When it was announced this week that short-story specialist Alice Munro had won the Nobel Prize for literature, Canadians from coast to coast shook their heads in wonder and smiled inwardly with deep satisfaction. Canada has produced many great writers, but no other writer has such unequivocal support or is more admired than Alice Munro. She writes with modesty, with precision, with insight into human character and has the skill to evoke a powerful range of feelings with subtlety and nuance. She is truly Canada’s Chekhov.
The following quote by Munro has appeared in just about every tribute and news-story about the author: “I want to tell a story in the old-fashioned way—what happens to somebody—but I want that ‘what happens’ to be delivered with quite a bit of interruption, turnarounds, and strangeness. I want the reader to feel something is astonishing—not the ‘what happens’ but the way everything happens.”
But how exactly does Munro achieve this? I approach this question by looking at two stories about neighbors, “The Shining Houses” (from Dance of the Happy Shades, 1968) and “Fits” (from The Progress of Love, 1985). One is the story of the cruelty of supposedly good people; the other traces a town’s reaction to the murder/ suicide of an elderly couple. Both stories have an outward action and an inward action. Events trigger reactions and it is the contemplation of these reactions that awaken a new sense of understanding in the central characters.

- _Required tasks_
1. In the essay on Alice Munro, which book is "Fits" taken from?
2. Write the next part of the essay on Alice Munro, going on from its last sentence.
You can ignore the data after this text.

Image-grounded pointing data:
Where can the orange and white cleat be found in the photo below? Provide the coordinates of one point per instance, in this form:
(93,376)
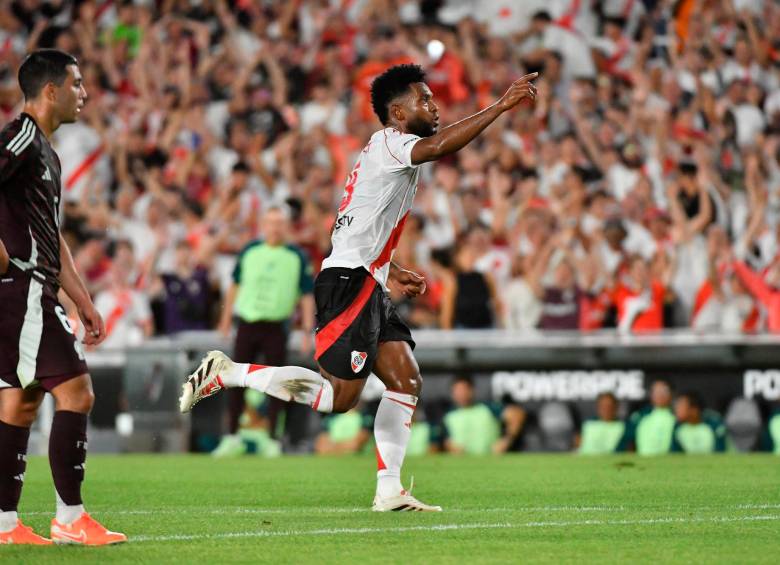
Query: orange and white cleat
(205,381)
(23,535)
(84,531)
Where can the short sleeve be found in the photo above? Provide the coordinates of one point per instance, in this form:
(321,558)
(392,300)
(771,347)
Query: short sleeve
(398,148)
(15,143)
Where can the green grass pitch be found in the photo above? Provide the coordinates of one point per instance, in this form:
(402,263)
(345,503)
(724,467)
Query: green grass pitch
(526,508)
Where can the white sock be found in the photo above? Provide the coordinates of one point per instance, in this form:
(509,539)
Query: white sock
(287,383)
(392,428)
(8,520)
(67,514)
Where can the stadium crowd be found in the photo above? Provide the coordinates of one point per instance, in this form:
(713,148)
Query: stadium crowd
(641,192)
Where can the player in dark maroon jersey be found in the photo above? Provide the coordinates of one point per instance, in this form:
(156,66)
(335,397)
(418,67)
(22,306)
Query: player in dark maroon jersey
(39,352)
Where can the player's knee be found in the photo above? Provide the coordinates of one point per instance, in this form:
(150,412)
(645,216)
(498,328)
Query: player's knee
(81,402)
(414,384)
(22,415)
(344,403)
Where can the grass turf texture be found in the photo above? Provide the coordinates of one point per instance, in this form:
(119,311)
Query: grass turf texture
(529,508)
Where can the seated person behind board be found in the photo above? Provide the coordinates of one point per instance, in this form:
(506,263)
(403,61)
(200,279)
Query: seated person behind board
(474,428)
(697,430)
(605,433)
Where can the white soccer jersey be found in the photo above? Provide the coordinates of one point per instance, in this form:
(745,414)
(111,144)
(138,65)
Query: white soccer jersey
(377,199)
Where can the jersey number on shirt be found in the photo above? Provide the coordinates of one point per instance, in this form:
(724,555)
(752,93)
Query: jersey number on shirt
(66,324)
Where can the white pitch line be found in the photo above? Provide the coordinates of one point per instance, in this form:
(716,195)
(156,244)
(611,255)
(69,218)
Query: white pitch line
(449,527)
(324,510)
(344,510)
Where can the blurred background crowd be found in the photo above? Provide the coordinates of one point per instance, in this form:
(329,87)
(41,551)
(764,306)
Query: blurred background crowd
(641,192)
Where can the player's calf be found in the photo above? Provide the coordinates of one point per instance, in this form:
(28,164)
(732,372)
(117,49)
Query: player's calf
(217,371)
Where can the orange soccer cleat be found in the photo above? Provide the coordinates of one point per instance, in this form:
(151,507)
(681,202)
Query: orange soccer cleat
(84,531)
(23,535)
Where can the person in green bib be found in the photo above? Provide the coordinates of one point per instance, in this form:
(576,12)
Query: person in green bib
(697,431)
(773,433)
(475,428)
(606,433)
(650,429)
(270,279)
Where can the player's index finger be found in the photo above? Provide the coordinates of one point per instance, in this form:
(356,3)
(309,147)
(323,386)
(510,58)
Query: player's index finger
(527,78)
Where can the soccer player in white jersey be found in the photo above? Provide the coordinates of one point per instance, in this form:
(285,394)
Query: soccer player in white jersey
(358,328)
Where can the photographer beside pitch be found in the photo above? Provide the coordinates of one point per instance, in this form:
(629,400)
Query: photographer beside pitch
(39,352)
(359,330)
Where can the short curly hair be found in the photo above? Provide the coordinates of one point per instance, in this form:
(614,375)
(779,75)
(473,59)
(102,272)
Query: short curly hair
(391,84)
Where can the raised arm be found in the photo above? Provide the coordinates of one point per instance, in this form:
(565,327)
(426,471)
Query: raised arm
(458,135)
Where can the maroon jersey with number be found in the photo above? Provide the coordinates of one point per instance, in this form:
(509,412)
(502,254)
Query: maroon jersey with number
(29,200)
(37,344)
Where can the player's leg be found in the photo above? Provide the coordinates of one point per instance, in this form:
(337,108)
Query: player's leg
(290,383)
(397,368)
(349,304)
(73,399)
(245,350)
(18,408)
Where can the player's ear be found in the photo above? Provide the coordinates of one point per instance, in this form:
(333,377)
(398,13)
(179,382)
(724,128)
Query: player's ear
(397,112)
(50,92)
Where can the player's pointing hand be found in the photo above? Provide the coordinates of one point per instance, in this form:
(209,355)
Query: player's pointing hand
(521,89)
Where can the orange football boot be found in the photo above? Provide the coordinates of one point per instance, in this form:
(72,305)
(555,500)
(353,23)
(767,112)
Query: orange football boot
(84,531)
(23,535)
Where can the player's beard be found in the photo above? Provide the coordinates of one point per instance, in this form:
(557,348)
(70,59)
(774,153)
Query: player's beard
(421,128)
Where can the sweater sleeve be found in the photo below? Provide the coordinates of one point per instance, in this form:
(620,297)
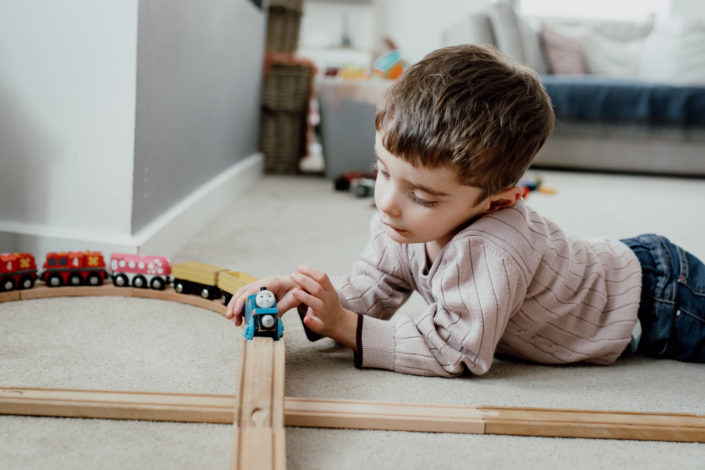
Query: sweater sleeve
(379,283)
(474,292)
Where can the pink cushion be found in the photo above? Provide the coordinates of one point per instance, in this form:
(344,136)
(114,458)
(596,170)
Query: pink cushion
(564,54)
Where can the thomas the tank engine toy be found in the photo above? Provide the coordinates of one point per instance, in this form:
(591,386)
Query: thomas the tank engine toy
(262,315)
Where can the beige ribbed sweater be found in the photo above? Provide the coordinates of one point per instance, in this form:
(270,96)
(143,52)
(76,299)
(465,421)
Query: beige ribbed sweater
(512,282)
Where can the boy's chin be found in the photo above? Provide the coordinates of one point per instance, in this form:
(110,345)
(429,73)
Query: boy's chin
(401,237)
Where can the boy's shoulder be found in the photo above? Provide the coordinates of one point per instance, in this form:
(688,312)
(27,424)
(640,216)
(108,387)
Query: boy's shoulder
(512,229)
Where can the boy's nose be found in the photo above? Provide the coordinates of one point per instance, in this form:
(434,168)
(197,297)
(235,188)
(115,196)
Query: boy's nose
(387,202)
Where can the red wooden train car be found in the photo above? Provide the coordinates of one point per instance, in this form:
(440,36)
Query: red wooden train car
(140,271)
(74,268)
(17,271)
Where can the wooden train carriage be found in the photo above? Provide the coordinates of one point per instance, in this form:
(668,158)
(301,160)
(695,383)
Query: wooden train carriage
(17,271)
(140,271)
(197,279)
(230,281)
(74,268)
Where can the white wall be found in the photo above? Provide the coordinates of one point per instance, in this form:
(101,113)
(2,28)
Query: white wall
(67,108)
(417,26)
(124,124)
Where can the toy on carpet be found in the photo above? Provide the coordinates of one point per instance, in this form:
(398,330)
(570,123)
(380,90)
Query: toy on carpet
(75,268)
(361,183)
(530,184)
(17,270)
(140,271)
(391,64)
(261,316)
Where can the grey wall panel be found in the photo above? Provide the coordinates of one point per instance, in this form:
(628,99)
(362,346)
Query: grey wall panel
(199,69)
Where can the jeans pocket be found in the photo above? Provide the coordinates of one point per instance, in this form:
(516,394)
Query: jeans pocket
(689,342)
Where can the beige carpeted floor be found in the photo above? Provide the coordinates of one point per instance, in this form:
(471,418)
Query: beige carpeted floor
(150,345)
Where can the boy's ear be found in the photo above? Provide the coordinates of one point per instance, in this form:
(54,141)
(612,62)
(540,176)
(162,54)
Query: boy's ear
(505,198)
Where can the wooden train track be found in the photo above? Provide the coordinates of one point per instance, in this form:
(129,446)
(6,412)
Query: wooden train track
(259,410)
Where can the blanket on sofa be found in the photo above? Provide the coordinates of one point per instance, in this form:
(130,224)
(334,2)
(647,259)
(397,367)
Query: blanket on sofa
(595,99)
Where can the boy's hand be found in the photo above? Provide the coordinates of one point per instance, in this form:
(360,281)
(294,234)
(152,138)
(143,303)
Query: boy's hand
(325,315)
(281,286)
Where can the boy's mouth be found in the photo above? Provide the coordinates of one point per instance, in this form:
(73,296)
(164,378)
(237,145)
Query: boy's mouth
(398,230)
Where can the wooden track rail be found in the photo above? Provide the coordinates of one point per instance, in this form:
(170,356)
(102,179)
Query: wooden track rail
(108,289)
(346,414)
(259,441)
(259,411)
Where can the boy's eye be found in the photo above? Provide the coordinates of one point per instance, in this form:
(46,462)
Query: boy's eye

==

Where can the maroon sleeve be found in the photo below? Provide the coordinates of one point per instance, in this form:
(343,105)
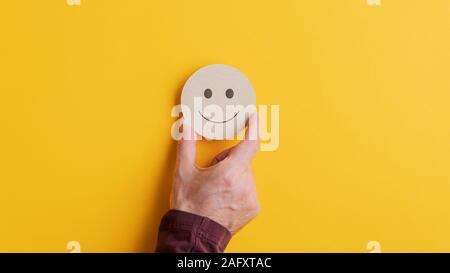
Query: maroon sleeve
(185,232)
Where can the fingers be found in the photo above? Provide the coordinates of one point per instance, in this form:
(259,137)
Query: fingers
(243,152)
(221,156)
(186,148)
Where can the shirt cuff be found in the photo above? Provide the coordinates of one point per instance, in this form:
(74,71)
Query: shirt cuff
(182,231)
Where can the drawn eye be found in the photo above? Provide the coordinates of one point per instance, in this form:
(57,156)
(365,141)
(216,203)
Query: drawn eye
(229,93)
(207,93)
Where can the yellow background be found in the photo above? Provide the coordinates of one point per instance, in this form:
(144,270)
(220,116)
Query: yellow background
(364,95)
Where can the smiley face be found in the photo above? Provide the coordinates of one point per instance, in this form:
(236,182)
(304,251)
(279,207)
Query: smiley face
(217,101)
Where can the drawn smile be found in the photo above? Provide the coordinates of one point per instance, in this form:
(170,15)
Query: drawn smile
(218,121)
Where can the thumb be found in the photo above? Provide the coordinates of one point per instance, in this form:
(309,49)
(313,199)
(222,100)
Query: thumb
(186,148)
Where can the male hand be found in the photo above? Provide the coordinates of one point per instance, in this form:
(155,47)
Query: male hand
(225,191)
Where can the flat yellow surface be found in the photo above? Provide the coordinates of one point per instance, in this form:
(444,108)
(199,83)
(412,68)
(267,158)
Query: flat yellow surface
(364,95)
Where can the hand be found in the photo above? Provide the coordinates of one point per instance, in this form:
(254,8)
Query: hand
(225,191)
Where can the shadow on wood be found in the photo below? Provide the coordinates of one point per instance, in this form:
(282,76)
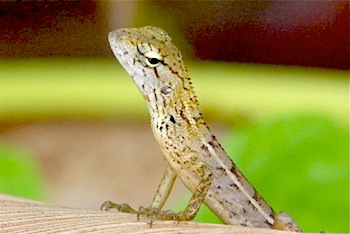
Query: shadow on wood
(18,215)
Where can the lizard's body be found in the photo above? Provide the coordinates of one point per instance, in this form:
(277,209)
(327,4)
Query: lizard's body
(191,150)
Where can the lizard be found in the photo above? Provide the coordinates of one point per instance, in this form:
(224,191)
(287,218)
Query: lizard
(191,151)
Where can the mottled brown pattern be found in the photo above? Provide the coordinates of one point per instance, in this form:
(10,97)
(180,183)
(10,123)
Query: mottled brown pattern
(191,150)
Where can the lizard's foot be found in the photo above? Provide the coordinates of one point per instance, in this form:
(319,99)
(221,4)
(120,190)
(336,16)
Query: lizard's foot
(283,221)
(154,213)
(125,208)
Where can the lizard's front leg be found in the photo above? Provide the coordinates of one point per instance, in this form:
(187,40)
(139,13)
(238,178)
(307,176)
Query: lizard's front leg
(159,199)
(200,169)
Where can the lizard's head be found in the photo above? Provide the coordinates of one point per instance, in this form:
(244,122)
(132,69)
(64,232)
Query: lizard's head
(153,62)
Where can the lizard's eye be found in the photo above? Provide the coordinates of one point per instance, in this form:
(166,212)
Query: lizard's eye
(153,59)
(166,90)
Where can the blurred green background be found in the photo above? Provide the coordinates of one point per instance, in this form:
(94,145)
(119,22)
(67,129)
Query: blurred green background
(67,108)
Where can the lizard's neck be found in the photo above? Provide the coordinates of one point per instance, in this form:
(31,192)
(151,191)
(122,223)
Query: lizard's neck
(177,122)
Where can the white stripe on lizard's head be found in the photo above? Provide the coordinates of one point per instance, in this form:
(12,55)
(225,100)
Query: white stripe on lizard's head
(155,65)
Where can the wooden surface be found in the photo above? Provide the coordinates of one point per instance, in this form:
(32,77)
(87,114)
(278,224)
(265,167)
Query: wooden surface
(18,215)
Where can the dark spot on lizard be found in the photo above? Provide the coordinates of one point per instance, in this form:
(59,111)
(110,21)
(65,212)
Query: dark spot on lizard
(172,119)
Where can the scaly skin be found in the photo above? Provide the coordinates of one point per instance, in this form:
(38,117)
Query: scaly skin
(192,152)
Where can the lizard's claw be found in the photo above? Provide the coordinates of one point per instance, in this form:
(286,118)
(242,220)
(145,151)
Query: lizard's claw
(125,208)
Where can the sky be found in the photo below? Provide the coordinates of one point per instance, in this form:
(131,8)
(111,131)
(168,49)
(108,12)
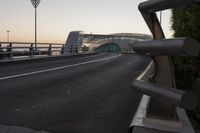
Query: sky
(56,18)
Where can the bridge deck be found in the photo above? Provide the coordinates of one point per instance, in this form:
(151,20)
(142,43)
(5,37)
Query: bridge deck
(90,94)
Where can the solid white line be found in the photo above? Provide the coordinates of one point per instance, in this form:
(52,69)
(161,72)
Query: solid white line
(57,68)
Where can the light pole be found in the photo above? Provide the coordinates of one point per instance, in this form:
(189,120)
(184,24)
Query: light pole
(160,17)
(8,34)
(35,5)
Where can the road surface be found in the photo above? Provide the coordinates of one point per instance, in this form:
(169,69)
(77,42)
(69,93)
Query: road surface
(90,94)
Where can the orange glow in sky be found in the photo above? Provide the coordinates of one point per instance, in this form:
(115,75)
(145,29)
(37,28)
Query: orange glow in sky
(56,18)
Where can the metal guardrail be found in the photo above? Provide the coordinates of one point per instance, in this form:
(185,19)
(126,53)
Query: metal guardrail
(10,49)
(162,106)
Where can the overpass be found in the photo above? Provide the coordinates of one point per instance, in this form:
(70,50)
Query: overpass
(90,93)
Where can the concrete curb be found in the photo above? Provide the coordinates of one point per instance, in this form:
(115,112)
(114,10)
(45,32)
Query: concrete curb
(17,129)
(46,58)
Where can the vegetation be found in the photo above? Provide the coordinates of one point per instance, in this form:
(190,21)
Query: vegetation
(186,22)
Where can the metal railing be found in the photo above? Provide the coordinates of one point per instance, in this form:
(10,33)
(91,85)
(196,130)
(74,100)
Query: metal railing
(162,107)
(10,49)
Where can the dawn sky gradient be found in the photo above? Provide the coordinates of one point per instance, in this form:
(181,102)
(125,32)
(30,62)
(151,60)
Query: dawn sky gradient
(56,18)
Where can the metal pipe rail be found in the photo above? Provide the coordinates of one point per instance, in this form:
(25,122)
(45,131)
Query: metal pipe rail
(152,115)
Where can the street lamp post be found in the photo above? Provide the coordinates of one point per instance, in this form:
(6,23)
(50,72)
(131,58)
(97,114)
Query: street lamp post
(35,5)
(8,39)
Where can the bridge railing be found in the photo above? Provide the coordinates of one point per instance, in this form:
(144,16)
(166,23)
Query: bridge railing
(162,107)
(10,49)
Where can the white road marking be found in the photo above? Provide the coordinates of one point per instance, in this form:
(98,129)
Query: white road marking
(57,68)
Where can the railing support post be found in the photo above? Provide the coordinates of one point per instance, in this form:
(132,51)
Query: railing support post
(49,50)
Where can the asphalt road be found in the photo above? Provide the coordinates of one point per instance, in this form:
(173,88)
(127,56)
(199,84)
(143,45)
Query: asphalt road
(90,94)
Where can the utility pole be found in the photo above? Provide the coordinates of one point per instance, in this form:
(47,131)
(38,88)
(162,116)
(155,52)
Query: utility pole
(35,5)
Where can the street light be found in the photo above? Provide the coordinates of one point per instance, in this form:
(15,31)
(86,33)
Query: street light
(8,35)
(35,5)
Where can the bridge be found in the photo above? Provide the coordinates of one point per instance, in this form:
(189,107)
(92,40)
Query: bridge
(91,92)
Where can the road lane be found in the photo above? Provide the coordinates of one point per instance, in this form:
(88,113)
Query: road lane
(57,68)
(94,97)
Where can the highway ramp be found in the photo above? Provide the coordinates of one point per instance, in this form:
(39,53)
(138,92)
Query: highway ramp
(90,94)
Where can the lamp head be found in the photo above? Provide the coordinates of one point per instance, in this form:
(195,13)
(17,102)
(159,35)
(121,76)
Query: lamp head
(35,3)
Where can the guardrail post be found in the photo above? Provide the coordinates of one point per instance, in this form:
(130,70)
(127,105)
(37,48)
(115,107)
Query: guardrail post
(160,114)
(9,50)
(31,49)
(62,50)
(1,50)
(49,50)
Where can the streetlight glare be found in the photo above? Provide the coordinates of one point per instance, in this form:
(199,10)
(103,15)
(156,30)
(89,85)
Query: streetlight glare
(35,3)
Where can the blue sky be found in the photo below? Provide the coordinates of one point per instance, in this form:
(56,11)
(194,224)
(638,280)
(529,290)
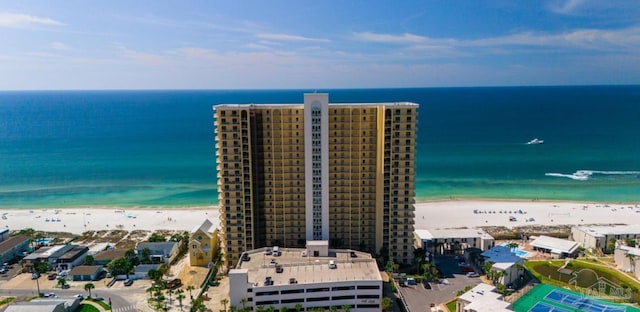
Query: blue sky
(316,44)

- _List of answers_
1. The Progress of Love (1985)

2.
“The Shining Houses” has a single narrator and the story revolves around her sudden awareness of the vulnerability of an individual who stands apart from the impulses of the community. In a neighborhood that is being gentrified, rapidly changing from sparse unkempt hobby-farms to densely-packed suburb with well-attended gardens and manicured lawns, one old lady who refuses to change is seen as a bothersome nuisance; her home is an eyesore to the movement of progress. A plan is put in place to evict the old lady and have her house torn down. The narrator sees the callousness of this scheme, and the uncharitable lack of sympathy for someone who represents part of the history of the place. The new neighbors act selfishly, but disguise this self-interest as community virtue. This is how Munro describes it: “And these were joined by other voices; it did not matter much what they said as long as they were full of self-assurance and anger. That was their strength, proof of their adulthood, of themselves and their seriousness. The spirit of anger rose among them, bearing up their young voices, sweeping them together as on a flood of intoxication, and they admired each other in this new behaviour as property-owners as people admire each other for being drunk.”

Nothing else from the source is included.